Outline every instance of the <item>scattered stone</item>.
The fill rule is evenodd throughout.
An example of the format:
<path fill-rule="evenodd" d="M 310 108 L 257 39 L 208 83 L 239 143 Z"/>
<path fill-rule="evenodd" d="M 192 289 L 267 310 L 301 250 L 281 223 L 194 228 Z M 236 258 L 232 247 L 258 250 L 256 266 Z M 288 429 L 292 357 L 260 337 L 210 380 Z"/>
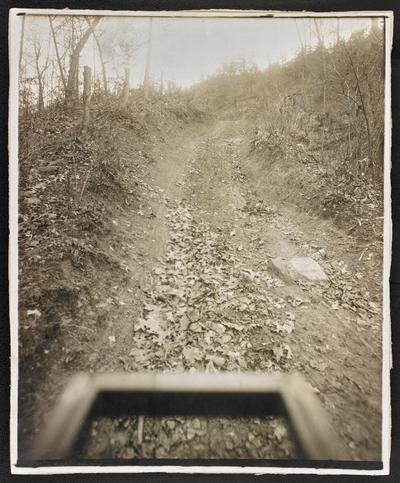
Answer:
<path fill-rule="evenodd" d="M 296 280 L 322 282 L 328 280 L 320 265 L 309 257 L 294 257 L 289 260 L 274 258 L 270 260 L 270 266 L 286 282 Z"/>

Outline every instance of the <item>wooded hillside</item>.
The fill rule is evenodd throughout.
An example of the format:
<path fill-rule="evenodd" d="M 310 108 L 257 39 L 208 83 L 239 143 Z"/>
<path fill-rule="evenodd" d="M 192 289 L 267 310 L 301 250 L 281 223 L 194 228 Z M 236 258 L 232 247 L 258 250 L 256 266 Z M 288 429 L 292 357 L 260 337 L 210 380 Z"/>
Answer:
<path fill-rule="evenodd" d="M 375 25 L 329 46 L 302 43 L 294 59 L 265 71 L 234 62 L 194 95 L 214 115 L 246 120 L 249 167 L 283 188 L 282 200 L 296 197 L 306 210 L 380 236 L 373 215 L 382 206 L 384 75 Z"/>
<path fill-rule="evenodd" d="M 380 460 L 383 28 L 329 21 L 333 38 L 305 19 L 267 67 L 223 45 L 231 60 L 188 85 L 160 56 L 155 74 L 155 19 L 23 20 L 21 454 L 77 372 L 251 371 L 302 374 L 348 459 Z M 159 48 L 177 68 L 174 22 L 178 52 Z M 297 457 L 268 417 L 118 418 L 82 451 Z"/>

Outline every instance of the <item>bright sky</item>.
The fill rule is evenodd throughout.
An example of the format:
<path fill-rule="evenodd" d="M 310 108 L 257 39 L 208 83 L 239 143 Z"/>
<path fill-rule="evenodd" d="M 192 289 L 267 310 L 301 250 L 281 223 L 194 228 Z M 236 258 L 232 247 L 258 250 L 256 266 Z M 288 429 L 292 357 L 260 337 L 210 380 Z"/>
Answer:
<path fill-rule="evenodd" d="M 148 19 L 110 18 L 103 21 L 103 27 L 110 34 L 118 35 L 132 29 L 139 42 L 147 40 L 148 24 Z M 369 26 L 369 19 L 340 20 L 340 32 L 344 37 Z M 336 18 L 323 20 L 322 30 L 327 43 L 335 38 Z M 315 45 L 317 38 L 312 20 L 155 18 L 151 75 L 158 81 L 162 73 L 164 80 L 172 80 L 184 87 L 214 74 L 232 60 L 244 59 L 265 68 L 270 63 L 293 57 L 299 51 L 299 35 Z M 133 84 L 143 79 L 146 48 L 143 46 L 136 53 L 132 63 Z"/>
<path fill-rule="evenodd" d="M 321 30 L 328 44 L 336 37 L 336 18 L 323 19 Z M 35 25 L 33 25 L 35 24 Z M 48 35 L 47 18 L 31 17 L 27 30 L 39 29 Z M 340 34 L 348 37 L 352 32 L 368 29 L 370 19 L 340 19 Z M 106 17 L 102 20 L 106 45 L 105 56 L 114 60 L 107 68 L 110 74 L 123 74 L 121 58 L 116 45 L 122 40 L 134 48 L 129 62 L 131 84 L 143 81 L 148 18 Z M 246 60 L 265 68 L 270 63 L 292 58 L 300 48 L 299 37 L 312 45 L 317 37 L 312 19 L 282 18 L 160 18 L 153 20 L 151 77 L 159 82 L 173 81 L 181 87 L 190 86 L 218 71 L 224 63 Z M 137 47 L 141 45 L 141 47 Z M 100 61 L 94 40 L 91 39 L 81 56 L 81 63 L 96 65 L 100 72 Z"/>

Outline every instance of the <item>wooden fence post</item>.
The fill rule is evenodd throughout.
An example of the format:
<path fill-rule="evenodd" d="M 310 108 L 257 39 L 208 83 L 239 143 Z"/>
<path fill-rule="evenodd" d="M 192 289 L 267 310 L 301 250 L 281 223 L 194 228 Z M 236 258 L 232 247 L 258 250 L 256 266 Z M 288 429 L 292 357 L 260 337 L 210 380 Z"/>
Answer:
<path fill-rule="evenodd" d="M 92 70 L 88 65 L 83 68 L 83 116 L 82 116 L 82 133 L 86 133 L 90 121 L 90 98 L 92 81 Z"/>

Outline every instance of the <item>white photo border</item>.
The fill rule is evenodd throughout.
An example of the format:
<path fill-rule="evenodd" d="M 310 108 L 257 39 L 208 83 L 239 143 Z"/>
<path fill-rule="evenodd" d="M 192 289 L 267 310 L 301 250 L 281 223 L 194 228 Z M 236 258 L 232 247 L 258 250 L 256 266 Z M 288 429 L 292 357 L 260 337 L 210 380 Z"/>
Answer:
<path fill-rule="evenodd" d="M 19 38 L 23 15 L 101 15 L 114 17 L 191 17 L 191 18 L 307 18 L 307 17 L 383 17 L 385 20 L 385 135 L 384 135 L 384 255 L 383 255 L 383 324 L 382 324 L 382 431 L 380 470 L 268 466 L 18 466 L 18 62 Z M 183 10 L 183 11 L 112 11 L 81 9 L 13 8 L 9 15 L 9 303 L 11 335 L 10 392 L 10 467 L 12 474 L 87 474 L 87 473 L 188 473 L 188 474 L 316 474 L 316 475 L 388 475 L 391 448 L 390 370 L 392 368 L 389 275 L 392 247 L 391 216 L 391 64 L 393 12 L 391 11 L 275 11 L 275 10 Z M 312 462 L 310 462 L 312 465 Z"/>

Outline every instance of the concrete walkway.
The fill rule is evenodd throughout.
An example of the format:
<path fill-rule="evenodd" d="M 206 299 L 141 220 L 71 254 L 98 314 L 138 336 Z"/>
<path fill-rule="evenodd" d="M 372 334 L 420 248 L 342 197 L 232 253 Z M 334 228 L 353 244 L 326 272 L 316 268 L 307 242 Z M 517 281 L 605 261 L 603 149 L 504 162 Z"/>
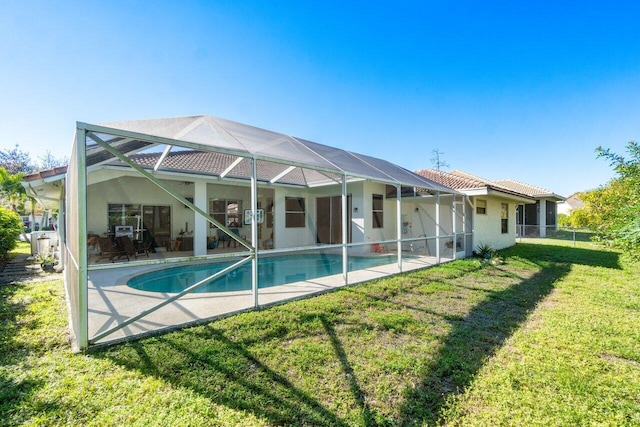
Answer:
<path fill-rule="evenodd" d="M 44 272 L 31 255 L 19 254 L 0 265 L 0 285 L 62 279 L 62 273 Z"/>

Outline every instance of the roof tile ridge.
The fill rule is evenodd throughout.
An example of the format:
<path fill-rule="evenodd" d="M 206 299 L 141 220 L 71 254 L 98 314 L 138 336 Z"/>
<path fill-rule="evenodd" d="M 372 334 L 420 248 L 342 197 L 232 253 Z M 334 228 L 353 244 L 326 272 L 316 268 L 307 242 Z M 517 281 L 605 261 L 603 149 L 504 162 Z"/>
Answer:
<path fill-rule="evenodd" d="M 529 188 L 531 190 L 537 191 L 538 194 L 553 194 L 553 192 L 551 190 L 547 190 L 546 188 L 538 187 L 537 185 L 528 184 L 526 182 L 518 181 L 518 180 L 515 180 L 515 179 L 504 179 L 502 181 L 510 182 L 510 183 L 517 184 L 517 185 L 522 185 L 522 186 L 524 186 L 526 188 Z"/>
<path fill-rule="evenodd" d="M 474 181 L 479 181 L 479 182 L 482 182 L 484 184 L 490 184 L 492 182 L 490 179 L 486 179 L 486 178 L 483 178 L 481 176 L 474 175 L 474 174 L 471 174 L 469 172 L 465 172 L 465 171 L 460 170 L 460 169 L 454 170 L 452 172 L 452 174 L 455 175 L 455 176 L 461 176 L 461 177 L 465 177 L 465 178 L 468 178 L 468 179 L 472 179 Z"/>
<path fill-rule="evenodd" d="M 489 179 L 482 178 L 477 175 L 470 174 L 468 172 L 462 171 L 460 169 L 456 169 L 451 172 L 451 174 L 457 178 L 463 178 L 468 181 L 474 183 L 476 187 L 491 187 L 492 181 Z"/>
<path fill-rule="evenodd" d="M 467 174 L 465 174 L 462 171 L 454 171 L 454 172 L 461 172 L 460 174 L 455 174 L 452 172 L 446 172 L 446 171 L 439 171 L 436 169 L 423 169 L 425 172 L 427 173 L 433 173 L 436 174 L 438 176 L 438 178 L 440 178 L 441 180 L 447 182 L 447 181 L 454 181 L 457 183 L 457 185 L 468 185 L 469 187 L 462 187 L 461 189 L 472 189 L 472 188 L 481 188 L 481 187 L 487 187 L 487 183 L 484 181 L 479 181 L 477 179 L 471 178 L 470 176 L 466 176 Z M 472 176 L 472 175 L 471 175 Z M 448 187 L 447 184 L 444 183 L 440 183 L 440 185 L 444 185 L 445 187 Z M 456 184 L 453 184 L 456 185 Z M 450 187 L 451 188 L 451 187 Z"/>

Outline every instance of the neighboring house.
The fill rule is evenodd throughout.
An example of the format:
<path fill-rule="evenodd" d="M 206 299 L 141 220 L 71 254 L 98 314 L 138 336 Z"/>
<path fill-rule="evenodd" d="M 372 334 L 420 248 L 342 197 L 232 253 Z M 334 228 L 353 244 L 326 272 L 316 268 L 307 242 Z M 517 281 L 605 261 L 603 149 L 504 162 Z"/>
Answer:
<path fill-rule="evenodd" d="M 573 193 L 567 196 L 564 202 L 558 203 L 558 214 L 569 215 L 572 211 L 580 209 L 584 206 L 584 202 L 580 200 L 580 193 Z"/>
<path fill-rule="evenodd" d="M 462 171 L 425 169 L 416 173 L 469 197 L 474 249 L 480 245 L 494 249 L 513 246 L 516 243 L 516 208 L 535 203 L 531 196 Z"/>
<path fill-rule="evenodd" d="M 65 219 L 80 349 L 473 249 L 462 193 L 382 159 L 211 116 L 78 123 L 66 174 L 23 185 Z"/>
<path fill-rule="evenodd" d="M 533 197 L 535 204 L 521 204 L 517 212 L 517 232 L 522 237 L 546 237 L 558 229 L 557 203 L 564 197 L 535 185 L 511 179 L 494 181 L 496 184 Z"/>

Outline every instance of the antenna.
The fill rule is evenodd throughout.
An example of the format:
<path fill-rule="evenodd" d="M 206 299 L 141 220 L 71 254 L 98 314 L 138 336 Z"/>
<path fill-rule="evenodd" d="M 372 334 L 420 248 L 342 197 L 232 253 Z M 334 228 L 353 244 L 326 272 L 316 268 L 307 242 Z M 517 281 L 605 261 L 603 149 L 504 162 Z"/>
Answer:
<path fill-rule="evenodd" d="M 449 163 L 445 162 L 444 160 L 442 160 L 441 156 L 444 153 L 440 150 L 438 150 L 437 148 L 433 151 L 431 151 L 431 155 L 433 156 L 431 158 L 431 164 L 436 168 L 436 170 L 438 172 L 440 172 L 440 168 L 448 168 L 449 167 Z"/>

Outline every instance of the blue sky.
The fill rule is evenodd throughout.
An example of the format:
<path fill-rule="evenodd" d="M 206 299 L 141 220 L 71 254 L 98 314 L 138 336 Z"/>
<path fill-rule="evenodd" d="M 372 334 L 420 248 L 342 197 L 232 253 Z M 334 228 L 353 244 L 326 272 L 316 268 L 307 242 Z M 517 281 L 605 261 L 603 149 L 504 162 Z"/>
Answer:
<path fill-rule="evenodd" d="M 640 139 L 640 2 L 0 0 L 0 149 L 211 114 L 562 195 Z"/>

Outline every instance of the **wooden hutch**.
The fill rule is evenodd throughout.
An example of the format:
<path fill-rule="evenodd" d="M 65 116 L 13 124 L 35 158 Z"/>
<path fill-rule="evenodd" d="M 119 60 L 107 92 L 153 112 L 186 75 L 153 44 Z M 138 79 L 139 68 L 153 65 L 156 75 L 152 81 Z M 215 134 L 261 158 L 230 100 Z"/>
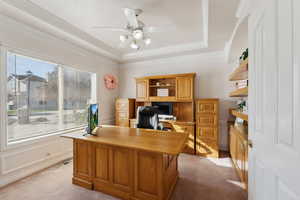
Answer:
<path fill-rule="evenodd" d="M 136 108 L 151 106 L 152 102 L 172 102 L 176 120 L 161 121 L 164 127 L 177 132 L 188 132 L 184 150 L 195 154 L 194 81 L 195 73 L 146 76 L 136 78 Z M 167 96 L 159 96 L 159 89 L 167 89 Z M 134 127 L 135 119 L 130 120 Z"/>
<path fill-rule="evenodd" d="M 132 109 L 134 99 L 118 99 L 116 125 L 135 128 L 135 112 L 138 106 L 152 106 L 153 102 L 171 102 L 172 115 L 176 116 L 176 120 L 160 120 L 160 122 L 173 131 L 189 133 L 184 152 L 218 157 L 219 100 L 195 99 L 195 76 L 196 73 L 187 73 L 136 78 L 135 109 Z M 167 89 L 167 95 L 161 96 L 159 89 Z M 134 117 L 129 119 L 130 116 Z"/>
--
* [Problem]:
Reproduce every line of the records containing the string "Outline".

* [Answer space]:
Outline every instance of the <item>scattered stone</item>.
Outline every instance of the <item>wooded hillside</item>.
Outline every instance of the <item>bright sky</item>.
Outline every instance of the <item>wooden fence post</item>.
Outline every instance of the <item>white photo border</item>.
Outline every instance of the concrete walkway.
Outline every instance of the roof tile ridge.
Outline every instance of the neighboring house.
Outline every instance of the antenna.
Outline every instance of the blue sky.
Outline every instance of the **wooden hutch**.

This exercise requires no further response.